Your tasks:
1. Answer these questions about the evaluation metrics excerpt:
(a) What was the primary evaluation metric?
(b) Which model served as the baseline for the percent change calculation?
(c) How many folds of cross validation produced the averages in Table 4?
2. Please duplicate the part of the evaluation metrics excerpt that opens with the words containing "To compare transfer" and closes with "types are shown.".

Evaluation Metrics. The primary evaluation metric we used was the Area Under the Receiver Operating Characteristic curve (AUROC), which is a widely used metric for evaluating the performance of binary classifiers, representing the model’s ability to distinguish between positive and negative classes. We chose to use AUROC to compare results from different models on the same dataset because it provides a comprehensive assessment of performance across various thresholds, offering insight into the trade-offs between sensitivity and specificity. It is independent of thresholds and class imbalance, an important feature when transferring models to new datasets where the distributions varied.

To compare transfer results with the RoBERTa baseline, we calculated the percent change with the following formula:

\(Percent Change = 100 \times \frac {TransferAUROC - BaselineAUROC} {BaselineAUROC} \)

which allowed us to quantify the improvement or decline in performance relative to the baseline RoBERTa model, facilitating a clear understanding of how each model compared with respect to generalization accuracy.

6. RESULTS

Table 4: Average AUROC from 10-fold cross validation within the Sensor Immersion dataset for the five model implementations. Results from each of the test CAs and transcript types are shown.
Human Transcripts
Whisper Transcripts
Community Thinking Respect Community Thinking Respect
Baseline RoBERTa 0.68 0.76 0.81 0.62 0.70 0.71
Augmented RoBERTa 0.64 0.73 0.80 0.59 0.65 0.69
Mistral + SVM 0.71 0.75 0.80 0.64 0.67 0.69
Few-shot Mistral 0.57 0.62 0.47 0.57 0.59 0.47
LoRA Mistral 0.64 0.68 0.76 0.60 0.63 0.69

Table 5: Test set AUROC for each held out dataset and model implementation. Results are broken down by CA and transcript type (top section contains human transcript results and the bottom contains Whisper transcript results).

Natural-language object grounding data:
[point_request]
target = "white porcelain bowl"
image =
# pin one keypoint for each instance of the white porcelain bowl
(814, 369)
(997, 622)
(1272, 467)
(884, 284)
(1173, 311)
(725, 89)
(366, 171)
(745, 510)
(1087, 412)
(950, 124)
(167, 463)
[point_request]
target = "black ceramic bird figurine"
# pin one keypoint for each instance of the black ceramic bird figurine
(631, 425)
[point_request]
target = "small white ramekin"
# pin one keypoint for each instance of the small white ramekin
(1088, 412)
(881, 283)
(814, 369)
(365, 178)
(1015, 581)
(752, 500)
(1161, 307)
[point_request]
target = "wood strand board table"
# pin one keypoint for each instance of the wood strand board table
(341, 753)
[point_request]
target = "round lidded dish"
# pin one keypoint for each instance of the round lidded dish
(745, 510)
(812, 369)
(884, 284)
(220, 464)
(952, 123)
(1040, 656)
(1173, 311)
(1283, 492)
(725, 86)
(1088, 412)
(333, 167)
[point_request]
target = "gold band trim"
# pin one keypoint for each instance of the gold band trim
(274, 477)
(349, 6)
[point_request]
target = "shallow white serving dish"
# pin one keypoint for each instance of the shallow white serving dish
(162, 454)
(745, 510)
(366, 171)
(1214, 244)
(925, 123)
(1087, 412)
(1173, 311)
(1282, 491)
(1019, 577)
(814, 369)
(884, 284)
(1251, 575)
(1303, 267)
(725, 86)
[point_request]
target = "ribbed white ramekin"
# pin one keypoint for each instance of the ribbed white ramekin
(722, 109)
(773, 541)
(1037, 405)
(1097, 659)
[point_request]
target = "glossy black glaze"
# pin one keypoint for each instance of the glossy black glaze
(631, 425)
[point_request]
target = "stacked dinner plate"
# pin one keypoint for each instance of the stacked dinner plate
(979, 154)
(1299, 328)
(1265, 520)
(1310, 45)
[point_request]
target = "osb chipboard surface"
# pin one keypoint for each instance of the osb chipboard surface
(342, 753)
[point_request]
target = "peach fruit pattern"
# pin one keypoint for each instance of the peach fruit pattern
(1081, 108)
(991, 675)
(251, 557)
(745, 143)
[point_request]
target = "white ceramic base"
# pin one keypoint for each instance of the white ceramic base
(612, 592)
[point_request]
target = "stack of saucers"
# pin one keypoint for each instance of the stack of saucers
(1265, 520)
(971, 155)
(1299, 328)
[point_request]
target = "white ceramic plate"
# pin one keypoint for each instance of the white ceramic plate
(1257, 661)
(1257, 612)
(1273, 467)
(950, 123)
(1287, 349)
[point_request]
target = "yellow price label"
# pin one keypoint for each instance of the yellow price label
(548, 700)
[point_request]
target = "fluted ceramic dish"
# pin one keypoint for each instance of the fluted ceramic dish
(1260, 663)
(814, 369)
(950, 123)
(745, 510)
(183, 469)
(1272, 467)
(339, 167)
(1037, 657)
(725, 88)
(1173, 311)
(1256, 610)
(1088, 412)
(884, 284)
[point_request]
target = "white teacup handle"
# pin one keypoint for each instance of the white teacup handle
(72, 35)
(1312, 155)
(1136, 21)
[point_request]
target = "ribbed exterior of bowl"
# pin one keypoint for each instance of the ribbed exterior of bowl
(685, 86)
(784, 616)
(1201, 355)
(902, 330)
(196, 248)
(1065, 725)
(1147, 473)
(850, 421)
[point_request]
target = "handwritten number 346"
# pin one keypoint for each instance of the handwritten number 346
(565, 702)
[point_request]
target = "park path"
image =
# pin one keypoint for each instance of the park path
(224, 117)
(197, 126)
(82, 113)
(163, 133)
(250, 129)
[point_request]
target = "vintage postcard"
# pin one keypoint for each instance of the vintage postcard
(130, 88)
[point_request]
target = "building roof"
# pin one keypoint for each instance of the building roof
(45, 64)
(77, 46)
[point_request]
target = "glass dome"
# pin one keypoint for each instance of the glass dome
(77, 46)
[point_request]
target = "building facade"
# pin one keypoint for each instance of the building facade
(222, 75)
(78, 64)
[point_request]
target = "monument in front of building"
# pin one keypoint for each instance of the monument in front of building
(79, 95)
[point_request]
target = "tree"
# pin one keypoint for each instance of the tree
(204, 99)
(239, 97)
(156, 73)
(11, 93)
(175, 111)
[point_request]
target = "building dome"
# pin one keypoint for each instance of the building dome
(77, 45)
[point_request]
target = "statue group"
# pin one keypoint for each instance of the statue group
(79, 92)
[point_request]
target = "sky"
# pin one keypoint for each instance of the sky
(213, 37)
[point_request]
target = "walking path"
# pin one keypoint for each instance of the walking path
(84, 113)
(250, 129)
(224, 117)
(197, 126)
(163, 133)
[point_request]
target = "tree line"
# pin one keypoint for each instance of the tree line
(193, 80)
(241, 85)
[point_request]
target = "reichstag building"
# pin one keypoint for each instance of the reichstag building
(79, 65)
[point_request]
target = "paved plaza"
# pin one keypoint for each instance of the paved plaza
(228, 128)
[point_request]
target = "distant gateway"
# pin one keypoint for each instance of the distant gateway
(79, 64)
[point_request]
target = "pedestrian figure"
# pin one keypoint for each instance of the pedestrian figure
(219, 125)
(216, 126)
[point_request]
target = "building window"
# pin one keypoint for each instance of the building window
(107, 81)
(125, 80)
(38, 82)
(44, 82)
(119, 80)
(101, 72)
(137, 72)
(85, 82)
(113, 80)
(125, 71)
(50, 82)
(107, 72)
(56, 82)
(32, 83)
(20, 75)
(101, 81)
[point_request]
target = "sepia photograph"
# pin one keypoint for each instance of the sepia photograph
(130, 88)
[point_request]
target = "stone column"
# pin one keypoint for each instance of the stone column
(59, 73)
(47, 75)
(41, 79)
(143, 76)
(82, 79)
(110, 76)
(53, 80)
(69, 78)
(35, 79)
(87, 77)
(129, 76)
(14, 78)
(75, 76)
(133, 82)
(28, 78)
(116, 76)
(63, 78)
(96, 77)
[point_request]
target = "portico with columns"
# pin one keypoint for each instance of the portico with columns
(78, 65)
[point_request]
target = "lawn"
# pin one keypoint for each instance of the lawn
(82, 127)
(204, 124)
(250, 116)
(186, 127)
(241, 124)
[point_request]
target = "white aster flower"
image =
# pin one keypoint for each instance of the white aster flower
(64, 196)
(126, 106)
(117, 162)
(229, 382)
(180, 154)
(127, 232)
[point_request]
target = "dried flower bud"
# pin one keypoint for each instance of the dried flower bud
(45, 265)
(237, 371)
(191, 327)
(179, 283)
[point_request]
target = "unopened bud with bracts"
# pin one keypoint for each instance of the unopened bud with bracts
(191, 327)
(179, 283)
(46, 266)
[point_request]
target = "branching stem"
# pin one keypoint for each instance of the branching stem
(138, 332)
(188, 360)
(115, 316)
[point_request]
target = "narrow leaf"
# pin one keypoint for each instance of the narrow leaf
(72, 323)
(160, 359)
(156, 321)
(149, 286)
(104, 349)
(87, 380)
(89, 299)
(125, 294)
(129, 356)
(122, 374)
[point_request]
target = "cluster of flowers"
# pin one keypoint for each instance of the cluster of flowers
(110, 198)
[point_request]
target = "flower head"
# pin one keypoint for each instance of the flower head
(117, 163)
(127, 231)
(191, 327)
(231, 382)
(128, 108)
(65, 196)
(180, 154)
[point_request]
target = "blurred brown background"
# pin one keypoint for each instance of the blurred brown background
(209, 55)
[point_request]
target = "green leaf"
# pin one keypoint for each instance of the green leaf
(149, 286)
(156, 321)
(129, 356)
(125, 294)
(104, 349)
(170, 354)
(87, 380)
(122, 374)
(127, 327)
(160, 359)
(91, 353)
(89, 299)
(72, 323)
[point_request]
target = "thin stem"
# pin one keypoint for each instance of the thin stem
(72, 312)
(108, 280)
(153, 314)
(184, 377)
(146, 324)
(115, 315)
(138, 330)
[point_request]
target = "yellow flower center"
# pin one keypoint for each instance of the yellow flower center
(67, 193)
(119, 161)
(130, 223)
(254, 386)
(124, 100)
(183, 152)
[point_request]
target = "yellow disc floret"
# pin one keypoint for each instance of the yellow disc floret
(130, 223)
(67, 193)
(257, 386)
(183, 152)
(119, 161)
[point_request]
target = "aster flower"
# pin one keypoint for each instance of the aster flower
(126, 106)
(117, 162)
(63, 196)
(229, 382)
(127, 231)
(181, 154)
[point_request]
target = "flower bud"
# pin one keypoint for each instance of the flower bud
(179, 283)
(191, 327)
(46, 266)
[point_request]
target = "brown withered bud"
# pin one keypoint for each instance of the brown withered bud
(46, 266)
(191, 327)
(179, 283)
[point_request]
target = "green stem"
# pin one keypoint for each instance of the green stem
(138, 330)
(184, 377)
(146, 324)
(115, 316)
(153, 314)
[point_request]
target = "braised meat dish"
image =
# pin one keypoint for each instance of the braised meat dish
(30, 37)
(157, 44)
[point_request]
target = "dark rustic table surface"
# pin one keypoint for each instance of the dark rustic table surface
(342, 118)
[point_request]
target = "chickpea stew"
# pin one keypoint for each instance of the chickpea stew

Replies:
1.
(a) The Area Under the Receiver Operating Characteristic curve (AUROC)
(b) RoBERTa
(c) 10

2.
To compare transfer results with the RoBERTa baseline, we calculated the percent change with the following formula:

\(Percent Change = 100 \times \frac {TransferAUROC - BaselineAUROC} {BaselineAUROC} \)

which allowed us to quantify the improvement or decline in performance relative to the baseline RoBERTa model, facilitating a clear understanding of how each model compared with respect to generalization accuracy.

6. RESULTS

Table 4: Average AUROC from 10-fold cross validation within the Sensor Immersion dataset for the five model implementations. Results from each of the test CAs and transcript types are shown.